- PROMPT -
Copy every line from the one containing "Mark the taillight" through the last line of the records below, both included, and nothing else.
--- START OF SUPPLIED DATA ---
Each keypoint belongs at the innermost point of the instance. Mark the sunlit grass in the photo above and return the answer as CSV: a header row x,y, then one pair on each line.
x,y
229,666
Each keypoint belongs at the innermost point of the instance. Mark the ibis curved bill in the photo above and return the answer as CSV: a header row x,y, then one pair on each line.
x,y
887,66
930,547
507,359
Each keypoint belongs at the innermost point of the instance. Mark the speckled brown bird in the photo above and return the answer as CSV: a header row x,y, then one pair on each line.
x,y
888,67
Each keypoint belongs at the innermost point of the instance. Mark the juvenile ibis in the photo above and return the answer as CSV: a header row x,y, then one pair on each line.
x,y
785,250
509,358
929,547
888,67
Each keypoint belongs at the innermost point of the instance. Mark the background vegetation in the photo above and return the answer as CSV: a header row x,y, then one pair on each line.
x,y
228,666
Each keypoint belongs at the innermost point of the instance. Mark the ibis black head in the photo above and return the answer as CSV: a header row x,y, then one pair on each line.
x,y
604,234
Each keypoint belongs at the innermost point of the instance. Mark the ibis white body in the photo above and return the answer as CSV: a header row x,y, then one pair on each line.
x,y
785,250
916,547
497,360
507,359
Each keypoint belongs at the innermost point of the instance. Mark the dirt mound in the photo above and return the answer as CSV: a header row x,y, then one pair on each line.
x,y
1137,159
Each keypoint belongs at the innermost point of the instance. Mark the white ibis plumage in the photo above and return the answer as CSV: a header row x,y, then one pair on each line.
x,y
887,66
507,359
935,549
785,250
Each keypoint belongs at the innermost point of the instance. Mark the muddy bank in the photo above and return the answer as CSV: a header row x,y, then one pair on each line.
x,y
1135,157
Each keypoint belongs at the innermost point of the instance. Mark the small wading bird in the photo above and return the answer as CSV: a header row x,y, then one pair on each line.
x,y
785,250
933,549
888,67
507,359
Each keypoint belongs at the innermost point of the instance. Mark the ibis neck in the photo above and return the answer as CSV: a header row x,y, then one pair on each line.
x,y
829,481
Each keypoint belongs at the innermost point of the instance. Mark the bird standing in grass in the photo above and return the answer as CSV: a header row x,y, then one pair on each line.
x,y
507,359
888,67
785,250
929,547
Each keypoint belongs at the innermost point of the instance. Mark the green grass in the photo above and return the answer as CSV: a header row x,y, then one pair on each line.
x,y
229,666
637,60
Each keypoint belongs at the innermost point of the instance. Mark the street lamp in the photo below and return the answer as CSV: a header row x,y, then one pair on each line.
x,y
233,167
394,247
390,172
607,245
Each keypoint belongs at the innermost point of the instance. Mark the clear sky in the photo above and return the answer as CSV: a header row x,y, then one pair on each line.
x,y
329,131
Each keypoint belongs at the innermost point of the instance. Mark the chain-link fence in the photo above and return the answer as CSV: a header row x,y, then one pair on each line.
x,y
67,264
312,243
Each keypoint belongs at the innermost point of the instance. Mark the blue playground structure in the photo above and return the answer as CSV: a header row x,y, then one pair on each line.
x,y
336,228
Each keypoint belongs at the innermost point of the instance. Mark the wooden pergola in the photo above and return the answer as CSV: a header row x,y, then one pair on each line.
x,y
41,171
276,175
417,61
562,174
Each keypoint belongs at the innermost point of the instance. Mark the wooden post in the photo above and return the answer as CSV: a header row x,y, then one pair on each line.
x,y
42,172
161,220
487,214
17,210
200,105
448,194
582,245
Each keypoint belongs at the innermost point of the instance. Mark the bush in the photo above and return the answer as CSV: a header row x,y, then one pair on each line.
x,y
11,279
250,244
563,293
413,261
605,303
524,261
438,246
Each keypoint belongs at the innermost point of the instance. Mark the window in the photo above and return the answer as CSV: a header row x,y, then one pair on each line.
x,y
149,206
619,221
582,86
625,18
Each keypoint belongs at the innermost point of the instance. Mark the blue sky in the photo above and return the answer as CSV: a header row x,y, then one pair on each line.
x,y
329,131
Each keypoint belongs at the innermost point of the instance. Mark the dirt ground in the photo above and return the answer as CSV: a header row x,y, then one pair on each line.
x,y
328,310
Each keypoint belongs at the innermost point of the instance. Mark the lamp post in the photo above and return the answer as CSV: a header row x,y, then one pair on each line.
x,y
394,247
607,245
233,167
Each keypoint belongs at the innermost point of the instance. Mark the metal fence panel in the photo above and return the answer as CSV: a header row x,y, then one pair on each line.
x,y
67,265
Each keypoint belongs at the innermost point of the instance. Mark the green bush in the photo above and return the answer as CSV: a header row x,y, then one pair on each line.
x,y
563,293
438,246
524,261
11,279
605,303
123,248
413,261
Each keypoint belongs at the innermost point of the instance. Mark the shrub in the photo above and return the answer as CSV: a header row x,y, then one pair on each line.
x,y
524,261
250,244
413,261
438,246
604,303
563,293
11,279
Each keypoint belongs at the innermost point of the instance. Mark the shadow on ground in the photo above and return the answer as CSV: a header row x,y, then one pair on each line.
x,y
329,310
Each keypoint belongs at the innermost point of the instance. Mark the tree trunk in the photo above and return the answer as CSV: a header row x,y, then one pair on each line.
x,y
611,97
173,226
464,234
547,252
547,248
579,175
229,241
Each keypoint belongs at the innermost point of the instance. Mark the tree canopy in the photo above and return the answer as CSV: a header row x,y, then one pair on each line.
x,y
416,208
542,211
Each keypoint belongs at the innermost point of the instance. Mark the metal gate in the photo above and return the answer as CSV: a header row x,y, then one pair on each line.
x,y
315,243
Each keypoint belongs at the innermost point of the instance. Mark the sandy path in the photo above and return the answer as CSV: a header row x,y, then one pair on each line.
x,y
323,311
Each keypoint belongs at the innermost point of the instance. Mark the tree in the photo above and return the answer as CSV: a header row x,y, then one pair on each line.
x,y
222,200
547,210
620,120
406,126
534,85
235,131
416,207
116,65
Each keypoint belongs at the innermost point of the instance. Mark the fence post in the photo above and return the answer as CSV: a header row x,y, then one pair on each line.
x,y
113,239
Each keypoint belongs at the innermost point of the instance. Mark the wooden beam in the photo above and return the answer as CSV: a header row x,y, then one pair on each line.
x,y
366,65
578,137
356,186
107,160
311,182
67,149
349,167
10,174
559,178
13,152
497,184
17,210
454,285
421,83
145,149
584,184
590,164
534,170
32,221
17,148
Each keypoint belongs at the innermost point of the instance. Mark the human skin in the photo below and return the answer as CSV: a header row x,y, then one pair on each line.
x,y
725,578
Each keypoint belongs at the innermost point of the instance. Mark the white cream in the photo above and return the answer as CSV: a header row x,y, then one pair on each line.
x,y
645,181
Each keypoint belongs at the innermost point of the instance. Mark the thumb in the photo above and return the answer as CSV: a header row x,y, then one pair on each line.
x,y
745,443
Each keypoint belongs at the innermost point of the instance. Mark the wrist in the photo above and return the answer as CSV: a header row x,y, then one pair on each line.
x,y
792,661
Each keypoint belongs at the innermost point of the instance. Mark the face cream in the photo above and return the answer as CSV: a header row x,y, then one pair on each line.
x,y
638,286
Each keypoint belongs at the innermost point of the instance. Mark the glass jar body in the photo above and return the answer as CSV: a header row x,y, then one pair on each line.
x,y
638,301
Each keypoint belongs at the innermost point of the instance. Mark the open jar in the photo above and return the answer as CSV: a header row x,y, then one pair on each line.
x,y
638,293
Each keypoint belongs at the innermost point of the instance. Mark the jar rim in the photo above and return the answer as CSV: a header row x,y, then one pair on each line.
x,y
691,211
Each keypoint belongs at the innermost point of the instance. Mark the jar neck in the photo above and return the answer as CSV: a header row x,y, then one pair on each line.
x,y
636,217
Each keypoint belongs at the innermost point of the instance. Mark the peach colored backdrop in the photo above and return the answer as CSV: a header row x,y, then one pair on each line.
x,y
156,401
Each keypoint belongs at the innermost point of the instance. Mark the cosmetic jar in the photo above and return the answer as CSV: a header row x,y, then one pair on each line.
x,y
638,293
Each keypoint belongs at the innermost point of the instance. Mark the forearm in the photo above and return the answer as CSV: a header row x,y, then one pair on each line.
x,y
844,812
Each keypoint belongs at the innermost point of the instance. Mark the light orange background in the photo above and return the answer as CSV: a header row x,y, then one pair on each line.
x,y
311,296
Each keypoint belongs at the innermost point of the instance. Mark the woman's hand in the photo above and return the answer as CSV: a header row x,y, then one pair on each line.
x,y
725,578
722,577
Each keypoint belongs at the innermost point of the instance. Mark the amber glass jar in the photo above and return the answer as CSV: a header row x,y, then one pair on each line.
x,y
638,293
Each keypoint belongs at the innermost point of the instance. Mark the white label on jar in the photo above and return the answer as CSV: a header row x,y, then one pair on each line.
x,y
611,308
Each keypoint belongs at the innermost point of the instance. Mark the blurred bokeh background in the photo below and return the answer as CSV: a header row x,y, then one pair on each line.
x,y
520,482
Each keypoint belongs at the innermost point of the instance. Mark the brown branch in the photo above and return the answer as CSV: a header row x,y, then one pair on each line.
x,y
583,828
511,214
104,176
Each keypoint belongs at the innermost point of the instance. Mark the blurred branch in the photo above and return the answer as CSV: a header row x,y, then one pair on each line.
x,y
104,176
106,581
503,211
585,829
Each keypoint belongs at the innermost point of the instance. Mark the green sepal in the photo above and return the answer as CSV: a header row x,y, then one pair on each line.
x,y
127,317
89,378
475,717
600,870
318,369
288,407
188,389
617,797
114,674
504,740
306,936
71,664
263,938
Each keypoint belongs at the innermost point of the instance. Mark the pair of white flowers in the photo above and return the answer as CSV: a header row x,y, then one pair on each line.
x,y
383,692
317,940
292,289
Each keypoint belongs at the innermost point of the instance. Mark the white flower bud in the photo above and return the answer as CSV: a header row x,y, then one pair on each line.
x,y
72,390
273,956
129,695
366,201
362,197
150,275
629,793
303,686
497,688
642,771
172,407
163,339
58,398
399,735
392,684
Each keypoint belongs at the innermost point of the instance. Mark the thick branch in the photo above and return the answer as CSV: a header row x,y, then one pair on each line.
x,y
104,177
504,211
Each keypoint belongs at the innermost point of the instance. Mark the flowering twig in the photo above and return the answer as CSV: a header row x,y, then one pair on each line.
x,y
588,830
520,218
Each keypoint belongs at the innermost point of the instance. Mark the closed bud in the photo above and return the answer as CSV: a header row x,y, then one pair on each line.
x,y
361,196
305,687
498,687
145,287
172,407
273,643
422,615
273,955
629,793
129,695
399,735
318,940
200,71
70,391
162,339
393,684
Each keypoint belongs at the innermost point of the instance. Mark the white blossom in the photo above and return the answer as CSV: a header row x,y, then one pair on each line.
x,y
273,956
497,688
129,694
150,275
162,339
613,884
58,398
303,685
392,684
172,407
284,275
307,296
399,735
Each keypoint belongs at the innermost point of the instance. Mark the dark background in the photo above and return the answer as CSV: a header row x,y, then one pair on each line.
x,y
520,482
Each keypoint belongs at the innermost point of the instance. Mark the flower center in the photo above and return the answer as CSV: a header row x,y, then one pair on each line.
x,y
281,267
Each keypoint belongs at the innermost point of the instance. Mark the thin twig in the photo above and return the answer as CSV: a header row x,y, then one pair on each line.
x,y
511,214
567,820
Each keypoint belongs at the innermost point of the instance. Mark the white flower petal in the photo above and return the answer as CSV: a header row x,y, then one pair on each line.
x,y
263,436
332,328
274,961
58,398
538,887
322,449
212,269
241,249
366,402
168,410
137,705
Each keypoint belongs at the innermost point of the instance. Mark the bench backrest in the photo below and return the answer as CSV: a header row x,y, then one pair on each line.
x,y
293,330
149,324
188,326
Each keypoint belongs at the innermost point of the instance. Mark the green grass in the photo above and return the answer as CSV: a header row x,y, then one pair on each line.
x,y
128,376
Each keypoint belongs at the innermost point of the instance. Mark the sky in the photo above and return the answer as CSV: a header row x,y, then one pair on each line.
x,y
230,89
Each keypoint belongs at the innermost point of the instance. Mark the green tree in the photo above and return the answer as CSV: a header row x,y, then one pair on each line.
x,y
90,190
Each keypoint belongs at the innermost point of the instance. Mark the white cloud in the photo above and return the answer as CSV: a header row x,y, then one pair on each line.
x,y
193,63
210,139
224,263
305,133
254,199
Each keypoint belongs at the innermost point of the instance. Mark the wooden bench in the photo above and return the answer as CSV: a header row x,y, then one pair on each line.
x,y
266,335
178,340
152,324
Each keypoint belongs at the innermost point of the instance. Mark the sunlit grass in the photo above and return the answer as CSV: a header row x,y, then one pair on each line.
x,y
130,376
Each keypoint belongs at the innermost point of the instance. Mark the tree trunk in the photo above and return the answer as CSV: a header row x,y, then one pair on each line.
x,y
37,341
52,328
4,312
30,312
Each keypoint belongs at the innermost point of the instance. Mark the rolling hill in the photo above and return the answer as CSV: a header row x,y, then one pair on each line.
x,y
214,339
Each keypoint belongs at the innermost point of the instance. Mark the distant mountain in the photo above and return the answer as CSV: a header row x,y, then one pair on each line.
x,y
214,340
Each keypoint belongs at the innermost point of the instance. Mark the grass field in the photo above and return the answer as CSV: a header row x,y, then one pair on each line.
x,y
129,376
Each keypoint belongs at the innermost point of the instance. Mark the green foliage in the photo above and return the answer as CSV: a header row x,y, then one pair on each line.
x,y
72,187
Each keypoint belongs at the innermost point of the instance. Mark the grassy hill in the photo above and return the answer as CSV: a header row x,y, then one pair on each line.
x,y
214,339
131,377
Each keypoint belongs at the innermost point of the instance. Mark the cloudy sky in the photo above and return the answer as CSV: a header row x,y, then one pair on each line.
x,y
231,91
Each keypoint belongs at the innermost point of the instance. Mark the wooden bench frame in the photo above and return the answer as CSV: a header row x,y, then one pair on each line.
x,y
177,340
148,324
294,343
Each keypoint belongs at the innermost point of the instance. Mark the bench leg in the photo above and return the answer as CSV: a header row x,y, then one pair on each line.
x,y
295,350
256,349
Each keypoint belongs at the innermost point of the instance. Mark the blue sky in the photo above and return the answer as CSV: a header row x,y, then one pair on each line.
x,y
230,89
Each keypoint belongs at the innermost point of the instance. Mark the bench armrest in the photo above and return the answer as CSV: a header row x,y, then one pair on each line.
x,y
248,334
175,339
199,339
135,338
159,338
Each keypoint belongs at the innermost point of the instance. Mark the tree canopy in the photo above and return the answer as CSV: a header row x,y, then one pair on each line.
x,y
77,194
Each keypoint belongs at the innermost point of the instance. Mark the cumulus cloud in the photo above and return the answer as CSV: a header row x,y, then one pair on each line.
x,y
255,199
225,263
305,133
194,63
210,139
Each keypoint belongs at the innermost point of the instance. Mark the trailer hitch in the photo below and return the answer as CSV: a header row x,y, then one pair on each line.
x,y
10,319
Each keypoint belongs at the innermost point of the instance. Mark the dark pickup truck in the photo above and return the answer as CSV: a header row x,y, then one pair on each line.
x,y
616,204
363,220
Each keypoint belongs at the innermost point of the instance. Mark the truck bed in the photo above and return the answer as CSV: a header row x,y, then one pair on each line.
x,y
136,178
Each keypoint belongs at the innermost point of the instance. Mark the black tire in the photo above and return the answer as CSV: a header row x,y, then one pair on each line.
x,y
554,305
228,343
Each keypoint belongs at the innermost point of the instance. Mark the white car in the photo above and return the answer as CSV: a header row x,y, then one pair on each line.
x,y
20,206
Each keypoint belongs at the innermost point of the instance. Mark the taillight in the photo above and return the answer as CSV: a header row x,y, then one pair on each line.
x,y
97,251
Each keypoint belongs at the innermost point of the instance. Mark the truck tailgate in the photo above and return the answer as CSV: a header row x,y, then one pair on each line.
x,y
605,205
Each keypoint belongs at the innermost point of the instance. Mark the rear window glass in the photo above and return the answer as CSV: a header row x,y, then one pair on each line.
--- END OF SUPPLIED DATA ---
- EXERCISE ANSWER -
Each keypoint belongs at the innermost point of the instance. Mark the taillight in the photo above and return the answer as CSV: a header row x,y, then one pair on each line.
x,y
97,251
Each keypoint belongs at the innermost point of the instance. Mark the truck tailgate in the photo above and return the answer as CSV: a header row x,y, then one pair on each line.
x,y
605,205
Each keypoint belongs at the innermost point of the instance. Mark the rear window glass in the photo above and return the answer as CSV: a header row x,y, then one pair on each line.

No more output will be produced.